### REQUIRED ACTIONS
a) Reproduce the forum reply on slicing atom positions along the z-axis from "Here is an approach" up to and including "if ~exist(folderName, 'dir')".
b) In the forum reply on slicing atom positions along the z-axis, what folder name does the code use for saving the figures?

### DOCUMENT SECTION
Hi,
To visualize the distribution of atoms in the system by dividing it into a series of slices along the z-axis and creating a 2D black and white figure for each slice, following approach can be utilized. Assuming you have a 3D matrix "av_fin" prepared, where each row indicates an atom's position in 3D space with columns for x, y, and z coordinates, start by determining the range and desired number of slices along the z-axis. Then, iterate through each slice to identify the atoms it contains. For every slice, plot the 2D positions of these atoms.
Here is an approach for the same:
% Assuming av_fin is your 21000x3 matrix
z_min = min(av_fin(:,3)); % Minimum z-coordinate
z_max = max(av_fin(:,3)); % Maximum z-coordinate
% Define the number of slices or the thickness of each slice
num_slices = 30; % For example, 30 slices
slice_thickness = (z_max - z_min) / num_slices;
% Create a folder to save figures if it doesn't exist
folderName = 'AtomSlices';
if ~exist(folderName, 'dir')
mkdir(folderName)
end
for slice = 1:num_slices
z_start = z_min + (slice - 1) * slice_thickness;
z_end = z_start + slice_thickness;
% Find atoms in the current slice
in_slice = av_fin(:,3) >= z_start & av_fin(:,3) < z_end;
atoms_in_slice = av_fin(in_slice, 1:2); % Get x and y coordinates
% Plot the atoms in the current slice
figure;
scatter(atoms_in_slice(:,1), atoms_in_slice(:,2), 'k.'); % 'k.' for black dots
axis equal; % Keep aspect ratio of x and y the same
xlim([min(av_fin(:,1)), max(av_fin(:,1))]);
ylim([min(av_fin(:,2)), max(av_fin(:,2))]);
title(sprintf('Slice %d', slice));
xlabel('X');
ylabel('Y');
% Save the figure
saveas(gcf, fullfile(folderName, sprintf('Slice_%d.png', slice)));
close; % Close the figure window
end
I hope this helps!

### INFORMATION SUPPLIED
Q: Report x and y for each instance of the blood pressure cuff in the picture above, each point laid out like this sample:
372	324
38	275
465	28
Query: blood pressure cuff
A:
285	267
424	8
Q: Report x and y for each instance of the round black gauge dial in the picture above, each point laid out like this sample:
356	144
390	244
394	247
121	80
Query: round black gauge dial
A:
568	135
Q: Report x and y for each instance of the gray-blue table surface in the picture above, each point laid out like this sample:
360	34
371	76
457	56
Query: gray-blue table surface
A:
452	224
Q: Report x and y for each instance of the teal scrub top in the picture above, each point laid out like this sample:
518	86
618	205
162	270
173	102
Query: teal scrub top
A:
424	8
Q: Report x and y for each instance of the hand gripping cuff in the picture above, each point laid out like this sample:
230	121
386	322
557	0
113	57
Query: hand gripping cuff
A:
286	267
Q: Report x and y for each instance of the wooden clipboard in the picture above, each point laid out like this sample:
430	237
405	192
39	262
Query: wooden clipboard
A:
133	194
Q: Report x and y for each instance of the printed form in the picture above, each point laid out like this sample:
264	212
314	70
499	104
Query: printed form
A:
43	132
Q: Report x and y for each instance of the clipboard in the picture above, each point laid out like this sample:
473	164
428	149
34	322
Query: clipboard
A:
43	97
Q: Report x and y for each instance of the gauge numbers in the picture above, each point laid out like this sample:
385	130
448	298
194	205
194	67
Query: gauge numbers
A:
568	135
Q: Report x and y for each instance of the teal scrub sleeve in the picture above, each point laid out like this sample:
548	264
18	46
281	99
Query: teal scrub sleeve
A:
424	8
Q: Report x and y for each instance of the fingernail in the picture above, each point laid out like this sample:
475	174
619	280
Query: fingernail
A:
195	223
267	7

...

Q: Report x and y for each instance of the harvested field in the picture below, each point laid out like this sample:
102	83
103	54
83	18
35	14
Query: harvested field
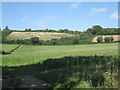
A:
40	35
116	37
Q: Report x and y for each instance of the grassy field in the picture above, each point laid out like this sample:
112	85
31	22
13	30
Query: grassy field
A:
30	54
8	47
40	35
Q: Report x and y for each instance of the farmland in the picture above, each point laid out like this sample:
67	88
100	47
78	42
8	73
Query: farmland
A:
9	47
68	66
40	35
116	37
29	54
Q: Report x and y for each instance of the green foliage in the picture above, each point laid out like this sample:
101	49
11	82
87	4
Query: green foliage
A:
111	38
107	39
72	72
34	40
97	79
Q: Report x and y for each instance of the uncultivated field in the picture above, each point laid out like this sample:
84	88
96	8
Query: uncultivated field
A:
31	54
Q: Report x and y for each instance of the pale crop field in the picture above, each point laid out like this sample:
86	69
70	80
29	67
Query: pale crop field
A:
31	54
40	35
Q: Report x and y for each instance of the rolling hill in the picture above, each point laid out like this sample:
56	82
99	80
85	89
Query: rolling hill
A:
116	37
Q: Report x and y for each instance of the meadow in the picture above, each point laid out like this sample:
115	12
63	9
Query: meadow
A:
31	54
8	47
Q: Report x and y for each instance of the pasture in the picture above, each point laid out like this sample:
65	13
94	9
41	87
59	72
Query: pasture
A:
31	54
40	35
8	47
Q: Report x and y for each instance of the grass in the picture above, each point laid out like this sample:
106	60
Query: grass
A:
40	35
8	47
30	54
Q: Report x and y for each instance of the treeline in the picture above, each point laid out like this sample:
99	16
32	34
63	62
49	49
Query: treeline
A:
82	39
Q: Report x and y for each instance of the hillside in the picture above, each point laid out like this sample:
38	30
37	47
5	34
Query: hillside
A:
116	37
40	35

--

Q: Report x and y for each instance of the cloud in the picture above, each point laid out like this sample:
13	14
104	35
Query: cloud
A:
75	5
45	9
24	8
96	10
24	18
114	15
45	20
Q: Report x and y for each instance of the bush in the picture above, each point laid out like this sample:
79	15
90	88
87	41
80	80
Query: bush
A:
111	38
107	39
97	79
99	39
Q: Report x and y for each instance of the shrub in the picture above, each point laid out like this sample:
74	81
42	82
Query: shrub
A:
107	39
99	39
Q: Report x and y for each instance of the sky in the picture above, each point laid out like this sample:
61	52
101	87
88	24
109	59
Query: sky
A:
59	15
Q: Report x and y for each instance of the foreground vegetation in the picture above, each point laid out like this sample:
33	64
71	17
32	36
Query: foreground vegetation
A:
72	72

### RESPONSES
a)
Here is an approach for the same:
% Assuming av_fin is your 21000x3 matrix
z_min = min(av_fin(:,3)); % Minimum z-coordinate
z_max = max(av_fin(:,3)); % Maximum z-coordinate
% Define the number of slices or the thickness of each slice
num_slices = 30; % For example, 30 slices
slice_thickness = (z_max - z_min) / num_slices;
% Create a folder to save figures if it doesn't exist
folderName = 'AtomSlices';
if ~exist(folderName, 'dir')

b) AtomSlices